* Task description:
Find the line containing "927L1705 1001L1763 1026L1822". Reproduce it and every line after it up to the end of the records, exactly as written.

* Record excerpts:
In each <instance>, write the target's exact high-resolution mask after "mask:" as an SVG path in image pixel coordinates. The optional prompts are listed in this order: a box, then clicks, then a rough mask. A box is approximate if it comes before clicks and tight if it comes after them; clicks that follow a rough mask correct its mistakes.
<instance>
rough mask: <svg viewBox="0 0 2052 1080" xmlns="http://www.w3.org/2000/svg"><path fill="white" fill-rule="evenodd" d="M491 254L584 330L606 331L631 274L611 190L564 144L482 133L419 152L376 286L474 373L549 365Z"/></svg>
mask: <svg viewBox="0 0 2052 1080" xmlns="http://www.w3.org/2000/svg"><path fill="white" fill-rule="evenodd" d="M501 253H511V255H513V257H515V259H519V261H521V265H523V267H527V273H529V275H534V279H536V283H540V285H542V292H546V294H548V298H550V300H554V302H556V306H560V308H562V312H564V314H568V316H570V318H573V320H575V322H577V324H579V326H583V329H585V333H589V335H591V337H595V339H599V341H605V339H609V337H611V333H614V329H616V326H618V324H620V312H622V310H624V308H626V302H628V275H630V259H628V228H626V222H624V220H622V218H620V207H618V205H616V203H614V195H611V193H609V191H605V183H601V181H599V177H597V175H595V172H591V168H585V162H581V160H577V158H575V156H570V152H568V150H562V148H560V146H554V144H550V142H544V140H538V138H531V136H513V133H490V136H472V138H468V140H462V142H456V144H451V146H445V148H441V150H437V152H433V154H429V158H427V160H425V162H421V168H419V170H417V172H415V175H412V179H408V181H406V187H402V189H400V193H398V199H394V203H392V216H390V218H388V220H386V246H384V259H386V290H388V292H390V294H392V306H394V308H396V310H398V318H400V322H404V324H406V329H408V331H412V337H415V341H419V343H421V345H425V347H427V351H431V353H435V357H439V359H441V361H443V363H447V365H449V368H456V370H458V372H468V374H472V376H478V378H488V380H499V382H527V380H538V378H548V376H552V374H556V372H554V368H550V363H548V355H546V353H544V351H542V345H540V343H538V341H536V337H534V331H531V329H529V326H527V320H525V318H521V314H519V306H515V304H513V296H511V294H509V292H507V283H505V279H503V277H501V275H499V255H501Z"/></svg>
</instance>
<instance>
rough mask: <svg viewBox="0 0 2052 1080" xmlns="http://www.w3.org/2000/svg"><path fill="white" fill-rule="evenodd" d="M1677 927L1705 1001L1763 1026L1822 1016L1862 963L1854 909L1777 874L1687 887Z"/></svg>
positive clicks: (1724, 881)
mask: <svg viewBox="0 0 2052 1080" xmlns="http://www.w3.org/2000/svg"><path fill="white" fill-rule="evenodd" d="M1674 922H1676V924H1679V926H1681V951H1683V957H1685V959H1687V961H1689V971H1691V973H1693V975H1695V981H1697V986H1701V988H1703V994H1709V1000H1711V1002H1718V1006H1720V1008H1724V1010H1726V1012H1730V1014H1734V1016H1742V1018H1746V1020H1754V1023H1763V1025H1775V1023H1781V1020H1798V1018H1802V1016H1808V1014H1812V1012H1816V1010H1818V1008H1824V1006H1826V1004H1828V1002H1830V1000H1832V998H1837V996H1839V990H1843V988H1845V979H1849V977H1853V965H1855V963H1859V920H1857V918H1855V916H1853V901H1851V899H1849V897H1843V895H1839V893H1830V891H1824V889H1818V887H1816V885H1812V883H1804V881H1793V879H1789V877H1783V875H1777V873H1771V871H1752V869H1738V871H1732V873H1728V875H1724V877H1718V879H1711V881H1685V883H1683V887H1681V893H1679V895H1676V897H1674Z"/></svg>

* Task result:
rough mask: <svg viewBox="0 0 2052 1080" xmlns="http://www.w3.org/2000/svg"><path fill="white" fill-rule="evenodd" d="M1677 927L1705 1001L1763 1026L1822 1016L1862 963L1854 909L1777 874L1687 887Z"/></svg>
positive clicks: (1724, 881)
mask: <svg viewBox="0 0 2052 1080" xmlns="http://www.w3.org/2000/svg"><path fill="white" fill-rule="evenodd" d="M1674 922H1676V924H1679V926H1681V951H1683V957H1685V959H1687V961H1689V971H1691V973H1693V975H1695V981H1697V986H1701V988H1703V994H1709V1000H1711V1002H1718V1006H1720V1008H1724V1010H1726V1012H1730V1014H1734V1016H1742V1018H1746V1020H1754V1023H1763V1025H1775V1023H1781V1020H1798V1018H1802V1016H1808V1014H1812V1012H1816V1010H1818V1008H1824V1006H1826V1004H1828V1002H1830V1000H1832V998H1837V996H1839V990H1843V988H1845V979H1849V977H1853V965H1855V963H1859V920H1857V918H1855V916H1853V901H1851V899H1849V897H1843V895H1839V893H1830V891H1824V889H1818V887H1816V885H1812V883H1804V881H1793V879H1789V877H1783V875H1777V873H1771V871H1752V869H1738V871H1732V873H1728V875H1724V877H1718V879H1711V881H1685V883H1683V887H1681V893H1679V895H1676V897H1674Z"/></svg>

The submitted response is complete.